### Document text
But the deal that defined BAT's strategic trajectory — and created the $31.5 billion impairment — came almost two decades later. In January 2017, BAT announced its intention to acquire the remaining 57.8% of Reynolds American Inc. (RAI) that it did not already own, in a transaction valued at approximately $49 billion. The merger agreement, filed with the SEC on January 16, 2017, specified that RAI shareholders would receive 0.5260 of a BAT American Depositary Share plus $29.44 in cash per share. The deal closed in July 2017. BAT had been a 42.2% shareholder of Reynolds since 2004 — itself the product of the merger between R.J. Reynolds and Brown & Williamson, BAT's former U.S. subsidiary — and the full acquisition was both strategically logical and financially staggering.
The logic: BAT gained full ownership of Camel, Newport (the best-selling menthol cigarette in America), Natural American Spirit, and Pall Mall's U.S. operations — plus Reynolds's growing Vuse e-cigarette brand. The U.S. is the world's most profitable cigarette market by a wide margin, with per-pack prices and margins roughly double those in most other geographies. Owning the #2 U.S. player outright (behind Altria/Philip Morris USA) gave BAT access to that profit pool in a way its international portfolio never could.
The cost: BAT took on approximately $45 billion in acquisition-related debt. The company's bond offerings tell the story of an enterprise borrowing at scale — a $17.25 billion multi-tranche offering in 2017 alone, with notes maturing as far out as 2047. The 2018 424B3 SEC filing reveals the breadth: $2.25 billion in 2.297% notes due 2020, $3.5 billion in 3.557% notes due 2027, $2.5 billion in 4.540% notes due 2047. The cost of capital was cheap by historical standards — this was still the era of low interest rates — but the absolute quantum of debt was transformative. BAT went from a conservatively financed international tobacco company to one of the most leveraged consumer goods businesses on the planet.
BAT's $49 billion acquisition of Reynolds American, 2017
| Metric | Detail |
|---|
| Transaction value | ~$49 billion (for 57.8% not already owned) |
| Per-share consideration | 0.5260 BAT ADSs + $29.44 cash |
| Key brands acquired | Camel, Newport, Natural American Spirit, Pall Mall (U.S.), Vuse |
| Debt raised | ~$17.25 billion in multi-tranche bond offerings (2017) |
| Pre-existing stake | 42.2% of RAI (held since 2004) |
| Closing date | July 25, 2017 |
And then the world changed. U.S. cigarette volumes, already in secular decline, accelerated their descent. Illicit vapes — cheap, disposable, often manufactured in Shenzhen — flooded the American market, pulling younger smokers away from traditional cigarettes faster than anyone modeled. By 2023, BAT was acknowledging that its U.S. sales had "slipped," driven partly by what it called "illicit" vaping products. The brands BAT had paid $49 billion to control were eroding not because consumers stopped craving nicotine but because they found cheaper, more convenient, less stigmatized ways to get it.
The December 2023 impairment was the accounting reckoning. But the strategic reckoning had been building for years.

### Tasks for this exercise
• A. Condense the paragraph of the BAT passage that begins "The cost:" into a bulleted list, keeping its main facts.
• B. According to the BAT passage, what share of Reynolds American did BAT already own before the 2017 deal?
• C. From the BAT passage, retype the words starting with "But the deal" and going on through "and financially staggering.".

### Stored items

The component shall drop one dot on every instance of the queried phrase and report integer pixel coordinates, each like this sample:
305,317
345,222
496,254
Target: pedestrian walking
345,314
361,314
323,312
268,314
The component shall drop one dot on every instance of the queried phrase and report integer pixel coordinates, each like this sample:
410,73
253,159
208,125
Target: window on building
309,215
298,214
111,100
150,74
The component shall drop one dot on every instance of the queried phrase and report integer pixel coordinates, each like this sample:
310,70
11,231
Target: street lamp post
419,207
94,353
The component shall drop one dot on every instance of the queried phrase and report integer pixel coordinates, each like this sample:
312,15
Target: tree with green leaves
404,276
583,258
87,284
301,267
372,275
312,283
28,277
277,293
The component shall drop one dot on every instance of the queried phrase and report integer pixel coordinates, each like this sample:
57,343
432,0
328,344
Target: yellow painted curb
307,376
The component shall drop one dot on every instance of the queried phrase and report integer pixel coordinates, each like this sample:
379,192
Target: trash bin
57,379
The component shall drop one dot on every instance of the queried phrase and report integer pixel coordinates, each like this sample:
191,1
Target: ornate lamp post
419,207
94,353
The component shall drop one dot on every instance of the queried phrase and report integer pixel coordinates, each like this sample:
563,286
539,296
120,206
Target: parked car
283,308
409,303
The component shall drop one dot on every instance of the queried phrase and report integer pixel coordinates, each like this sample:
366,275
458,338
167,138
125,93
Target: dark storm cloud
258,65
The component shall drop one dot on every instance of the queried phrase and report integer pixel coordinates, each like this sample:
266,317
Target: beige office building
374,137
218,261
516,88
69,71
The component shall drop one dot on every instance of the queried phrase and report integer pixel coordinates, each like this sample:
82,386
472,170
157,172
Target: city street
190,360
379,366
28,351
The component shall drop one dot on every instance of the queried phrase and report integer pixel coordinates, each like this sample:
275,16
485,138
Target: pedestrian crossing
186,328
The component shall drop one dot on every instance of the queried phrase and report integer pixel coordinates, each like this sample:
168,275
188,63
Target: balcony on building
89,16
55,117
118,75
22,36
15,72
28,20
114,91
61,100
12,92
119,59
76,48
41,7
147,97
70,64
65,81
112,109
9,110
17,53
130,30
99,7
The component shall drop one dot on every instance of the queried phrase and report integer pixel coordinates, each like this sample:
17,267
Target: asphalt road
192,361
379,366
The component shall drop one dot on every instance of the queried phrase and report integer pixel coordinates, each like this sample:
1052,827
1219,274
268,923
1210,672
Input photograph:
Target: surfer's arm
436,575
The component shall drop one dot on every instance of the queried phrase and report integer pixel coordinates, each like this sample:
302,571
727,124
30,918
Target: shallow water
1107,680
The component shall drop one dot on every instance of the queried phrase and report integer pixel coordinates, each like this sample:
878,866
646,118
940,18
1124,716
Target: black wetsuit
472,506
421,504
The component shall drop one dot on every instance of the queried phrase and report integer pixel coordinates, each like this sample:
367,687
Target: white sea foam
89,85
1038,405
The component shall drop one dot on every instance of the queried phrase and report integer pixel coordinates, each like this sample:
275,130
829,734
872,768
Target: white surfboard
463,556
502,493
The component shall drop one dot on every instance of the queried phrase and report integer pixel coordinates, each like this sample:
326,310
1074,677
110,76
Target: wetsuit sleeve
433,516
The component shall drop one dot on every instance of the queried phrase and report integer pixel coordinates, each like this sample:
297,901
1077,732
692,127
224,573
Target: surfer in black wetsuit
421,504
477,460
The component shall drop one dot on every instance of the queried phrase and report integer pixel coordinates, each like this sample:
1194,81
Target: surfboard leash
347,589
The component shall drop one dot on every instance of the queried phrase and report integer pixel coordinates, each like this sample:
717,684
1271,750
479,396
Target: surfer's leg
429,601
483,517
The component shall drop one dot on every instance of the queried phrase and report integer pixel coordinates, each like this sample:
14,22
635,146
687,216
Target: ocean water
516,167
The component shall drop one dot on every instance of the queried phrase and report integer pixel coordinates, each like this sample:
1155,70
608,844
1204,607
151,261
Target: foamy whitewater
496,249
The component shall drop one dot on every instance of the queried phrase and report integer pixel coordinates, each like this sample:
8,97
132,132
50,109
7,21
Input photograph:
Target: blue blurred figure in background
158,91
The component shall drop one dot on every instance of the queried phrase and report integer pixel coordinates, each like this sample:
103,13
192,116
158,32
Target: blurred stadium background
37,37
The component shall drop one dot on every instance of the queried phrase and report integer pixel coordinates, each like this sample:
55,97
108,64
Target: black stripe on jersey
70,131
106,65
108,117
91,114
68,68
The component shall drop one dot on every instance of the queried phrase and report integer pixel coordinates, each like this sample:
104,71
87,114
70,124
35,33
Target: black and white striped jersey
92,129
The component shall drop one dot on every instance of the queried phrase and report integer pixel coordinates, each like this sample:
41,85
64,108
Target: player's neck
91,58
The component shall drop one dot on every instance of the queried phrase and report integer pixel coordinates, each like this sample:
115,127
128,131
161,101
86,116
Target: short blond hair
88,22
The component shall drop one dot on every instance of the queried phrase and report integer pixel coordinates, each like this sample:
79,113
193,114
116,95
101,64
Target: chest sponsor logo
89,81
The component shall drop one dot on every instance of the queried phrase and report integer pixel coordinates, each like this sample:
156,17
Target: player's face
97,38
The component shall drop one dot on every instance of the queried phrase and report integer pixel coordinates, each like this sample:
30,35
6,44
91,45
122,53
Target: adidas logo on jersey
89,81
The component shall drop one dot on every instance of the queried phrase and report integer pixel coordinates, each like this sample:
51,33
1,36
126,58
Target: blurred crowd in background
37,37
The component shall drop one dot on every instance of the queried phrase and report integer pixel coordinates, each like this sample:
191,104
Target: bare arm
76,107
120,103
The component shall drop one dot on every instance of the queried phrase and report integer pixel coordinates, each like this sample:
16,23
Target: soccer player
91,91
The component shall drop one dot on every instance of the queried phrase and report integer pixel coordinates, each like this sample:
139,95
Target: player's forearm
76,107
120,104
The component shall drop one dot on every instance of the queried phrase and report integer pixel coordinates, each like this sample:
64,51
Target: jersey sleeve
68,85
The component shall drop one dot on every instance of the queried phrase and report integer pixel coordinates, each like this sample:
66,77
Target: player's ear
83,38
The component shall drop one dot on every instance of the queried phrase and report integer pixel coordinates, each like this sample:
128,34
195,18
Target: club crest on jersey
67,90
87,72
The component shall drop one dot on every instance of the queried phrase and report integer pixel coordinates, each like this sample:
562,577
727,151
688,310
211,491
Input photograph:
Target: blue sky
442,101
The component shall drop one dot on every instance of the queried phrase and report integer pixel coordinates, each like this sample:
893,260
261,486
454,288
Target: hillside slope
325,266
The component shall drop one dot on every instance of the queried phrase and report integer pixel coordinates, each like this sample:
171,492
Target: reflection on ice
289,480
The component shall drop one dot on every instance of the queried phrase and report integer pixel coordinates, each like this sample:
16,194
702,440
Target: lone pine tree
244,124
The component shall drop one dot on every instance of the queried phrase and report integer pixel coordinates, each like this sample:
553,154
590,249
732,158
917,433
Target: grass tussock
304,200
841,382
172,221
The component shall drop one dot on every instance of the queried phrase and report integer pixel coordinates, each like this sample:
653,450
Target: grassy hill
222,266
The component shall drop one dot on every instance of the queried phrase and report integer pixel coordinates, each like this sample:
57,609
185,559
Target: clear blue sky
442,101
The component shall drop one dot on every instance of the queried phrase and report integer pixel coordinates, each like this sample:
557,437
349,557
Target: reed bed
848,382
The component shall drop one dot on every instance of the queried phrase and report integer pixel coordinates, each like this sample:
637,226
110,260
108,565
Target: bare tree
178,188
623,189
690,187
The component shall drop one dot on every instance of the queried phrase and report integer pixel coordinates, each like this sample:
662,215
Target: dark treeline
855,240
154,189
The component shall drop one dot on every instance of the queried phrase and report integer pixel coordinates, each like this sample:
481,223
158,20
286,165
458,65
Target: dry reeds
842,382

### Task-by-task outputs
• A.
- BAT took on about $45 billion in debt related to the acquisition.
- In 2017 alone, it made a $17.25 billion multi-tranche bond offering, with notes maturing as late as 2047.
- The 2018 424B3 SEC filing lists $2.25 billion in 2.297% notes due 2020, $3.5 billion in 3.557% notes due 2027, and $2.5 billion in 4.540% notes due 2047.
- Borrowing was cheap by historical standards because interest rates were still low, but the total amount of debt was transformative.
- BAT went from a conservatively financed international tobacco company to one of the most leveraged consumer goods businesses in the world.

• B. BAT already owned 42.2% of Reynolds American and had held that stake since 2004.

• C.
But the deal that defined BAT's strategic trajectory — and created the $31.5 billion impairment — came almost two decades later. In January 2017, BAT announced its intention to acquire the remaining 57.8% of Reynolds American Inc. (RAI) that it did not already own, in a transaction valued at approximately $49 billion. The merger agreement, filed with the SEC on January 16, 2017, specified that RAI shareholders would receive 0.5260 of a BAT American Depositary Share plus $29.44 in cash per share. The deal closed in July 2017. BAT had been a 42.2% shareholder of Reynolds since 2004 — itself the product of the merger between R.J. Reynolds and Brown & Williamson, BAT's former U.S. subsidiary — and the full acquisition was both strategically logical and financially staggering.